• SET EXERCISE: Revise the stretch from the start of the items through the line containing "point(524, 539)", replacing "drinking glass" with "water tumbler" and changing nothing else. Leave the pictures out of your answer.

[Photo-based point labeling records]
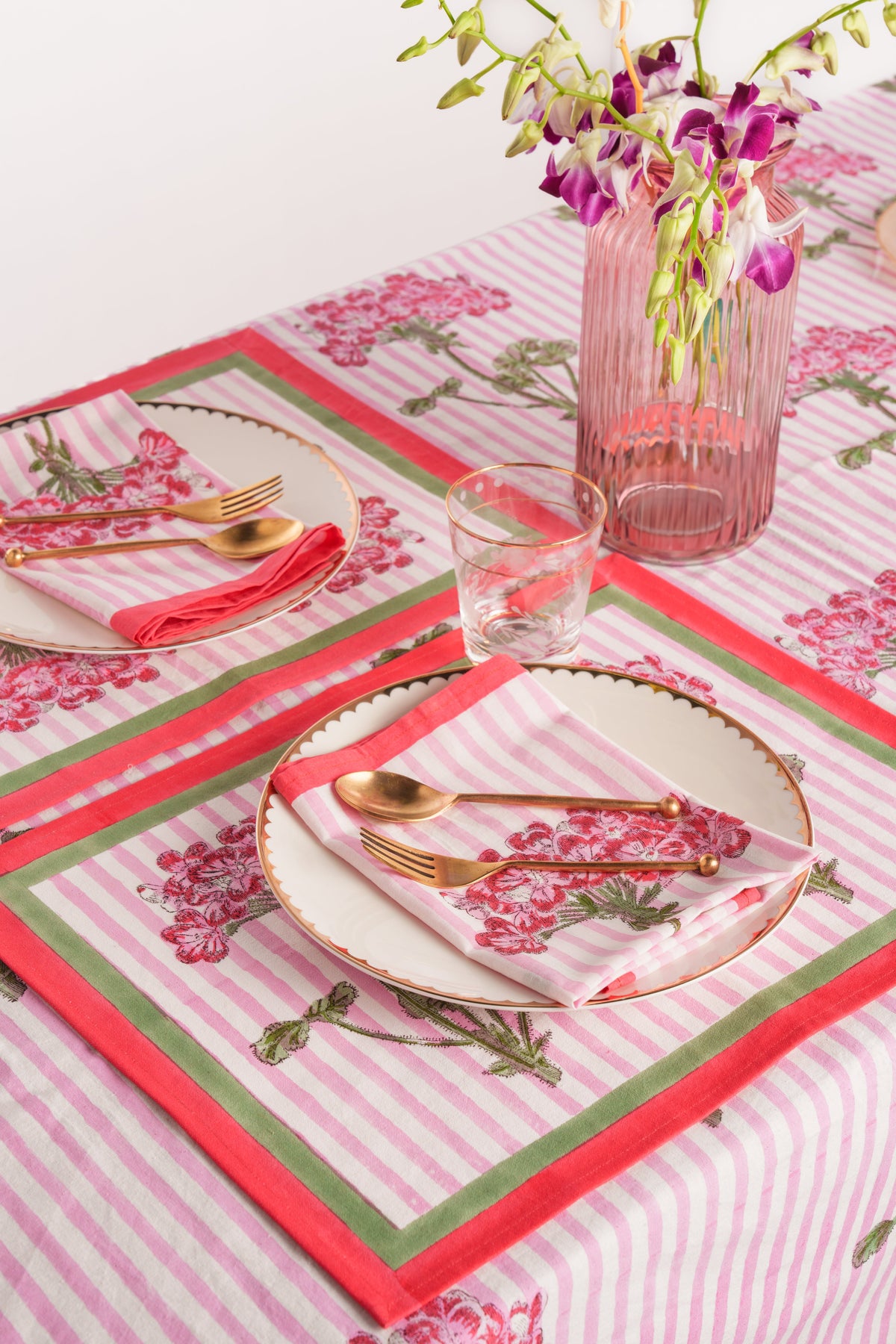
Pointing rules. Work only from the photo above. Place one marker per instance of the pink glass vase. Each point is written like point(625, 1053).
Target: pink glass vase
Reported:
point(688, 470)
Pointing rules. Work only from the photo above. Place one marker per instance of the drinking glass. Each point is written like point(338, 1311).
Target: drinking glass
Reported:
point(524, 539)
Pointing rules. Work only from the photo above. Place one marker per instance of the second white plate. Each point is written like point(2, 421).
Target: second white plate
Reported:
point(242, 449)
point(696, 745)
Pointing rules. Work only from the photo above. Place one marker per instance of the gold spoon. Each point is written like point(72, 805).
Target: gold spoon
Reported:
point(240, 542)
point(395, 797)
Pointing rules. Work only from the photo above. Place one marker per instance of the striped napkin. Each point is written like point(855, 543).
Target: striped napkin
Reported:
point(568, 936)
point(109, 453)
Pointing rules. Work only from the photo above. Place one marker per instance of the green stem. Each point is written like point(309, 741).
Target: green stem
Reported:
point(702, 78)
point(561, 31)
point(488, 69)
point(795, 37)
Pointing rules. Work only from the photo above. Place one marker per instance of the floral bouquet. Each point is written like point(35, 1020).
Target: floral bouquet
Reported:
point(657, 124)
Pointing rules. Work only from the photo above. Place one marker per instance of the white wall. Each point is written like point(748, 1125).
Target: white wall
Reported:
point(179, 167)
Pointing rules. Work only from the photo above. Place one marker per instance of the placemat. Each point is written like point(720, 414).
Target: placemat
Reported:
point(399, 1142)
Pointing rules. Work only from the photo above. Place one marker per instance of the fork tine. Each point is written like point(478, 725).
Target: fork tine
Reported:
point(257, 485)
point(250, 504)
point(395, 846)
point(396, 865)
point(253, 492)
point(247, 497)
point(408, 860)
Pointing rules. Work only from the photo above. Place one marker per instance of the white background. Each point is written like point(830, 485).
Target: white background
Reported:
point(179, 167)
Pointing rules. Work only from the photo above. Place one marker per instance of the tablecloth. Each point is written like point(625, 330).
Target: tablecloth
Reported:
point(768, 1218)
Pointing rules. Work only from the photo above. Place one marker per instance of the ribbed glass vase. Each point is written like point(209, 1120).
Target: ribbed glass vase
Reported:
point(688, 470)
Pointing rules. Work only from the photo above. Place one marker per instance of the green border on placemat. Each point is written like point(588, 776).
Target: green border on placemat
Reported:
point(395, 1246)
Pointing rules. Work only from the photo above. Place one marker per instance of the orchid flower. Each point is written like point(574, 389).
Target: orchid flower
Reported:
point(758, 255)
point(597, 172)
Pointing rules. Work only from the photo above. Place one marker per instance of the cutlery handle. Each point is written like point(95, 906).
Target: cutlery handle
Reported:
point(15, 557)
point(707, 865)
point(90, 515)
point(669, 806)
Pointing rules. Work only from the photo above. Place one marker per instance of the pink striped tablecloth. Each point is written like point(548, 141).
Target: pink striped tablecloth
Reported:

• EXERCISE ANSWER:
Pointing rules. Work only from the photo above. Place one marker per instance of the pink glass vase. Each point is written like point(625, 1053).
Target: pink glass vase
Reported:
point(688, 470)
Pointing rules. Work only from the photo above. Place one marker per instance of the water tumbler. Each point is written like point(338, 1311).
Target: water tumbler
Reported:
point(524, 539)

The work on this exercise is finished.